** RECORDS SUPPLIED follows **
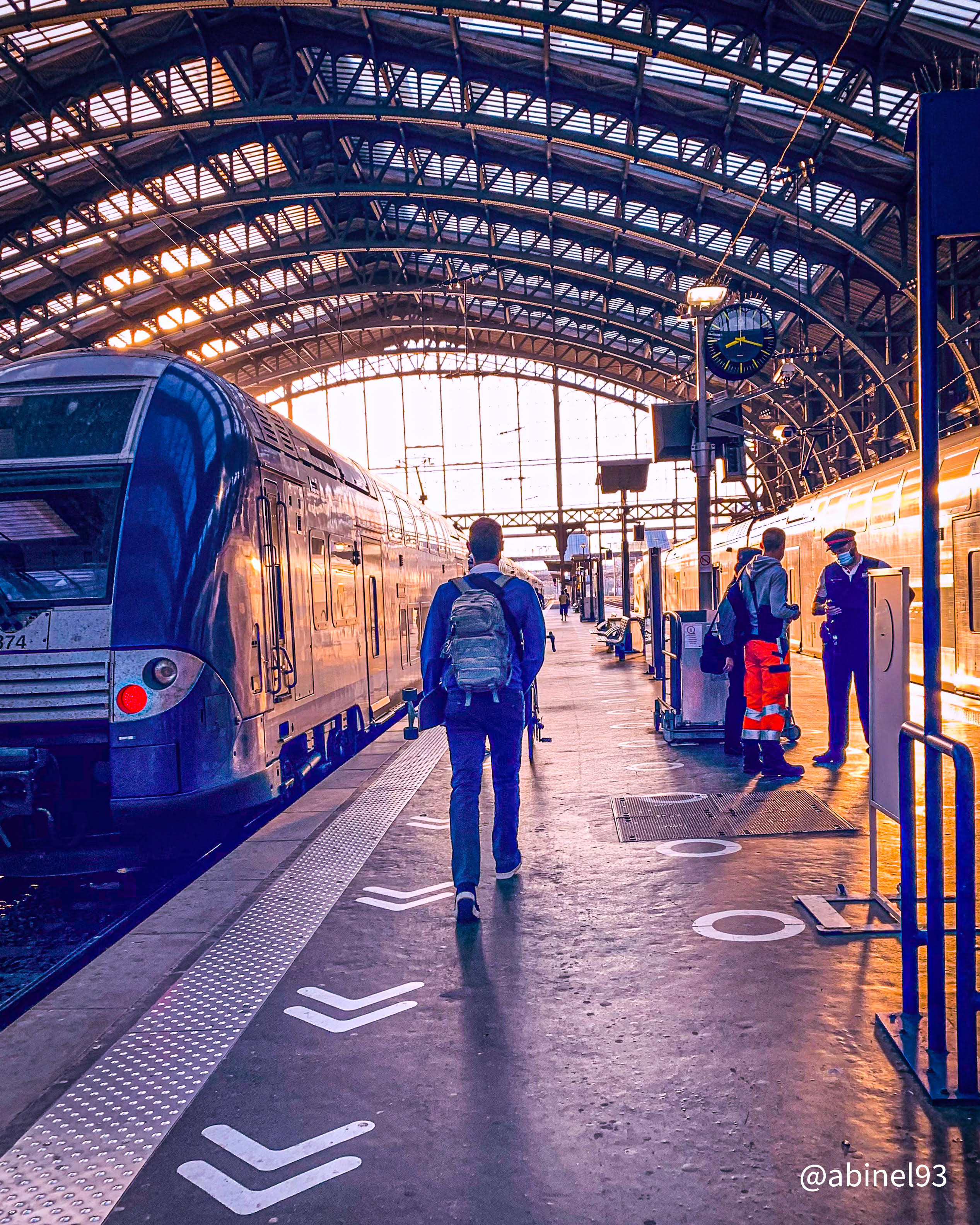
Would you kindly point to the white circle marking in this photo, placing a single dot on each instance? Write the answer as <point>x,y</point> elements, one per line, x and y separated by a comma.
<point>706,925</point>
<point>669,848</point>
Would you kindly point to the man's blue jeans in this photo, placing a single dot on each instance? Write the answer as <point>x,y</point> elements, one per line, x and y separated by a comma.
<point>468,728</point>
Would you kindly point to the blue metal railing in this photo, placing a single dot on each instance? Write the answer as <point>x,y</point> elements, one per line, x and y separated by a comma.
<point>934,938</point>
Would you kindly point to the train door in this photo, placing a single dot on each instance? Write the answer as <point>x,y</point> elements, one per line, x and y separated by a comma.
<point>294,516</point>
<point>967,602</point>
<point>793,587</point>
<point>374,623</point>
<point>278,614</point>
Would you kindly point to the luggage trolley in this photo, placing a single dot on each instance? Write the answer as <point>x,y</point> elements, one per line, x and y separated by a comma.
<point>691,707</point>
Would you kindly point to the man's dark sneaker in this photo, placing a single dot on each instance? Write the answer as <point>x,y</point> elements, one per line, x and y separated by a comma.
<point>830,759</point>
<point>782,770</point>
<point>466,904</point>
<point>511,873</point>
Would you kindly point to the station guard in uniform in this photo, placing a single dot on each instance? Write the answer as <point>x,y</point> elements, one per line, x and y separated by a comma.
<point>842,597</point>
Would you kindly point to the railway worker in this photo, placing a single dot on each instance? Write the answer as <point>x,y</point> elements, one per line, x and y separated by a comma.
<point>733,631</point>
<point>842,597</point>
<point>763,587</point>
<point>458,648</point>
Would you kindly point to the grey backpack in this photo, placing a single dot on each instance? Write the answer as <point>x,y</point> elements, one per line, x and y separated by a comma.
<point>478,645</point>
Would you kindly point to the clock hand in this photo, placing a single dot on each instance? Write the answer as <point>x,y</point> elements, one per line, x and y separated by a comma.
<point>743,340</point>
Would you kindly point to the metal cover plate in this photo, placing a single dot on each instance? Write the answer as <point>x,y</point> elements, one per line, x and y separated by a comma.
<point>724,815</point>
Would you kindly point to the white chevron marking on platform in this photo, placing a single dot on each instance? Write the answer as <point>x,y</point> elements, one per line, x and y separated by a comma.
<point>342,1027</point>
<point>346,1005</point>
<point>260,1158</point>
<point>403,906</point>
<point>415,894</point>
<point>244,1202</point>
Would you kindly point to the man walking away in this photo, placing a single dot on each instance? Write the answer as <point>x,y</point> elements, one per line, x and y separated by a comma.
<point>733,628</point>
<point>843,597</point>
<point>483,646</point>
<point>763,586</point>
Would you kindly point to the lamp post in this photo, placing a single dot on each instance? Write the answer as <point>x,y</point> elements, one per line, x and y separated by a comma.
<point>703,301</point>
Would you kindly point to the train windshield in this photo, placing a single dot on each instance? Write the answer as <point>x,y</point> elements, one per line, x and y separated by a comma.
<point>50,424</point>
<point>58,535</point>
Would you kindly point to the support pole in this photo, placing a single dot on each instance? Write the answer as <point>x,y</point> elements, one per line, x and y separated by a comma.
<point>703,471</point>
<point>929,455</point>
<point>562,536</point>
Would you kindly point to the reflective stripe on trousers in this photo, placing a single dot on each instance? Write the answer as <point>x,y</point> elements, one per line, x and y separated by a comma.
<point>766,690</point>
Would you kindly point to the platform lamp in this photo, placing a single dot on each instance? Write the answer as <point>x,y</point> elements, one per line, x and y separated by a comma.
<point>702,302</point>
<point>624,477</point>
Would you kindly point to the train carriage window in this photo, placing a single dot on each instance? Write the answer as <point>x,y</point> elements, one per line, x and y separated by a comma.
<point>342,585</point>
<point>956,481</point>
<point>51,424</point>
<point>836,510</point>
<point>319,582</point>
<point>857,518</point>
<point>391,510</point>
<point>885,500</point>
<point>912,490</point>
<point>58,536</point>
<point>408,522</point>
<point>375,626</point>
<point>973,575</point>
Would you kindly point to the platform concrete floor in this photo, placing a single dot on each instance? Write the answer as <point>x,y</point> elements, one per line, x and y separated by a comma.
<point>584,1055</point>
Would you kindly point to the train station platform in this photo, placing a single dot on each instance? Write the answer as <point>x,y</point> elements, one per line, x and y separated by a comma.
<point>320,1042</point>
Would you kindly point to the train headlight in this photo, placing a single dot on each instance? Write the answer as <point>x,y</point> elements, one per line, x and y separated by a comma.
<point>162,673</point>
<point>131,699</point>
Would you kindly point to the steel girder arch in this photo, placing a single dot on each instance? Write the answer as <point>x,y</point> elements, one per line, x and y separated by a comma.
<point>787,51</point>
<point>309,350</point>
<point>584,225</point>
<point>449,363</point>
<point>308,85</point>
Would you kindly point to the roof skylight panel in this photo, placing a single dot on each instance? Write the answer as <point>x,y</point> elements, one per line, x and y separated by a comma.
<point>439,92</point>
<point>512,30</point>
<point>50,36</point>
<point>897,104</point>
<point>753,97</point>
<point>963,14</point>
<point>684,74</point>
<point>58,161</point>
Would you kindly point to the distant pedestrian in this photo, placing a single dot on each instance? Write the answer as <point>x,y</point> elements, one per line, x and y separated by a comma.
<point>843,598</point>
<point>482,648</point>
<point>763,587</point>
<point>734,630</point>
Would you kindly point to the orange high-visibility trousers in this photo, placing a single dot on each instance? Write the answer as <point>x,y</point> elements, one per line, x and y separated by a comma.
<point>766,690</point>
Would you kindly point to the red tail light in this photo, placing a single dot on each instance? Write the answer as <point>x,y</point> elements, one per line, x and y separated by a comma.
<point>131,699</point>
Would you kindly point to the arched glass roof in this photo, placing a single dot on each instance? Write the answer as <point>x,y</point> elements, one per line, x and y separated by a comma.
<point>281,190</point>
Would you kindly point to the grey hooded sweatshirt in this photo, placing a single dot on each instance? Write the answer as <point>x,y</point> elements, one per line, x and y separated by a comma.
<point>770,582</point>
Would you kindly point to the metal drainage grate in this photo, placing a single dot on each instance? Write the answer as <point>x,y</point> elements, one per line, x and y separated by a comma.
<point>724,815</point>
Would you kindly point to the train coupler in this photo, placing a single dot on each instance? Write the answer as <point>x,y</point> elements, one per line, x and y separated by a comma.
<point>411,697</point>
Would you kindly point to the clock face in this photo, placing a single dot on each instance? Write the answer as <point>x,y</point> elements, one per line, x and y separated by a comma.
<point>739,341</point>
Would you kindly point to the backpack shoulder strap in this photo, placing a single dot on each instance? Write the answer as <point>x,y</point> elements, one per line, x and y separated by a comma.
<point>495,587</point>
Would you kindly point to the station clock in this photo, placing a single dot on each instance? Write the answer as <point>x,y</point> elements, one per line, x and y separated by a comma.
<point>739,341</point>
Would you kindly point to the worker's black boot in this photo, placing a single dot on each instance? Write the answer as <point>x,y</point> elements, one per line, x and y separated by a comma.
** End of RECORDS SUPPLIED **
§ TASK ITEM
Transcribe every entry above exactly. Omit all pictures.

§ EXERCISE SOLUTION
Would you kindly point to the white circle marking in this photo, placing a single dot on each instance? Write the answer as <point>x,y</point> elements, one per line, x and y separated by a comma.
<point>706,925</point>
<point>669,848</point>
Would you kindly point to the man's blue jeans in this photo, placing a single dot on each instance? Write the answer as <point>x,y</point> elements, one per line, x and y separated by a comma.
<point>468,728</point>
Would you kindly point to the blue metal railing in this photo, placing a single dot on each instance? Write the answer as <point>x,y</point> elements, one per line, x and y separated by a comma.
<point>934,938</point>
Would you kindly point to the train door in this photo, placing a single dot on each instance? Write the answer as <point>x,y</point> elements, one per line, x and y separated by a comma.
<point>294,516</point>
<point>967,602</point>
<point>793,587</point>
<point>374,623</point>
<point>278,614</point>
Would you kindly point to the luggage trolley in this photo, placing a single dot on each instance? Write the answer as <point>x,y</point> elements, one per line, x and y separated by a comma.
<point>691,707</point>
Would you kindly point to the man's dark sneaker in this photo, placing a single dot on each instance? Write the answer as <point>x,y</point> elements, one per line, x and y separated by a comma.
<point>830,759</point>
<point>782,770</point>
<point>466,904</point>
<point>511,873</point>
Would you kindly point to the station guard in uniform in this photo, placing a single dot on each instance? Write the answer as <point>x,y</point> elements, one per line, x and y separated by a comma.
<point>842,597</point>
Would you kindly point to the railway worker in this photo, placing a single dot on each instance? Write the answer as <point>x,y</point> elements, one per line, x and y separated by a comma.
<point>733,631</point>
<point>842,597</point>
<point>763,587</point>
<point>458,648</point>
Would you kindly point to the grey backpack in this photo, placing a single dot on each instance? Write the answer as <point>x,y</point> elements, one per line, x and y separated by a comma.
<point>478,645</point>
Would you kindly point to the clock hand in this photo, placing a single dot on each instance? Write the answer as <point>x,y</point> elements, one per line, x and y separated by a comma.
<point>743,340</point>
Would you kindly point to the metal cover plate in this photo, placing a single dot on each instance? Write the answer as <point>x,y</point> elements, one per line, x and y separated by a comma.
<point>724,815</point>
Would you kindly point to the white chevron marking on platform in this photo, placing a single dot on each instance? Write the answer as <point>x,y</point> elements, one per line, x and y separated by a comma.
<point>342,1027</point>
<point>346,1005</point>
<point>260,1158</point>
<point>403,906</point>
<point>415,894</point>
<point>244,1202</point>
Would you kindly point to the man walking away in this photo, placing a single dot on each instance? Write the answer as <point>x,y</point> elements, one per line, x and y separated by a comma.
<point>733,628</point>
<point>843,597</point>
<point>483,646</point>
<point>763,586</point>
Would you kindly point to the lamp post in this photo, placing a single dot on each instance? Write the answer as <point>x,y</point> elements, one per line, x and y separated by a comma.
<point>703,301</point>
Would you kindly point to the train windshield in this photo, placing a single dot on each instance? Write the answer as <point>x,y</point> elements, one per line, x and y separated by a comma.
<point>50,424</point>
<point>58,535</point>
Would you kindly point to the support pole in this photo, placing a single dot on each instance? Write the answer as <point>x,y</point> elements, one per line, x and y separated by a comma.
<point>703,471</point>
<point>929,455</point>
<point>562,536</point>
Would you kindly point to the reflective stripe on trousers in this photo, placing a single dot on each instance? Write the answer as <point>x,y</point> elements, one per line, x and y separated by a comma.
<point>766,690</point>
Would you kindly point to the platform lamp in this photo, placing a single dot on each instance? Write the answer as <point>x,y</point> elements, one per line, x and y separated by a comma.
<point>702,302</point>
<point>624,477</point>
Would you kindly point to the train carriage window in this photo, placing a single dot on each instance? Write the answer as <point>x,y</point> elements, one per line, x and y separated by a comma.
<point>342,585</point>
<point>956,481</point>
<point>51,424</point>
<point>836,510</point>
<point>319,582</point>
<point>857,518</point>
<point>391,510</point>
<point>885,500</point>
<point>912,490</point>
<point>58,536</point>
<point>408,522</point>
<point>375,626</point>
<point>973,575</point>
Would you kindly point to the platform concrete floor in this photo, placing a single dot on each instance? Write the answer as <point>x,y</point> elements, one per line, x and y separated by a comma.
<point>584,1055</point>
Would you kindly point to the train station platform in this photo, placing a single dot on each instance? Write the answer as <point>x,y</point> elements, one per line, x and y separated by a comma.
<point>320,1042</point>
Would you kindly point to the train headlight in this photo, placing a single dot on each instance? Write the answer as <point>x,y</point> elements, one per line, x and y separated by a comma.
<point>162,673</point>
<point>131,699</point>
Would you kindly point to the steel girder arch in this photo, placing a single dot on each instance? Write the answer as <point>x,y</point> elements, one per line, x and y separated by a comma.
<point>787,51</point>
<point>309,350</point>
<point>584,225</point>
<point>449,363</point>
<point>308,85</point>
Would you kindly point to the roof skylight panel in this photo, placing a single dot on each instance? Write the answer as <point>x,y</point> elements, one per line, x and y separated by a comma.
<point>439,92</point>
<point>512,30</point>
<point>50,36</point>
<point>897,104</point>
<point>753,97</point>
<point>963,14</point>
<point>684,74</point>
<point>58,161</point>
Would you kindly point to the distant pedestrian in this photo, placing a single dot on each instance? Write the answer as <point>x,y</point> elements, one per line, x and y separated by a comma.
<point>843,598</point>
<point>482,648</point>
<point>763,587</point>
<point>734,630</point>
Would you kindly point to the orange high-visibility trousers in this photo, placing a single dot on each instance? Write the answer as <point>x,y</point> elements, one per line, x and y separated by a comma.
<point>766,690</point>
Would you kindly point to the red tail light in this photo, placing a single dot on each instance? Write the answer as <point>x,y</point> elements, one per line, x and y separated by a comma.
<point>131,699</point>
Would you kindly point to the arched glass roof in this photo, placing a single dot on each instance? Write the answer as <point>x,y</point> elements, one per line, x and y separated by a comma.
<point>281,190</point>
Would you kindly point to the grey hooded sweatshirt in this photo, placing a single dot on each instance? Write the answer as <point>x,y</point> elements, one per line, x and y separated by a comma.
<point>770,582</point>
Would you kindly point to the metal drainage grate in this photo, placing a single dot on each instance? Write the answer as <point>x,y</point> elements, one per line, x and y separated by a comma.
<point>724,815</point>
Would you kindly point to the train coupler in this photo, placing a single dot on each instance? Write the answer as <point>x,y</point> elements, one per line, x and y separated by a comma.
<point>411,697</point>
Would you kindly point to the clock face in this photo, placing a single dot on each instance? Write the answer as <point>x,y</point> elements, one per line, x and y separated by a comma.
<point>739,341</point>
Would you kindly point to the backpack shoulder strap in this photo, placing a single dot on each instance? Write the answer as <point>x,y</point> elements, one per line, x and y separated by a comma.
<point>495,587</point>
Would you kindly point to the station clock in this photo, placing a single dot on each instance? Write the answer as <point>x,y</point> elements, one per line, x and y separated by a comma.
<point>739,341</point>
Would you kindly point to the worker's black boot in this photo, placing a single dot on each instance? Write the answer as <point>x,y</point> elements, one per line, x and y separated by a comma.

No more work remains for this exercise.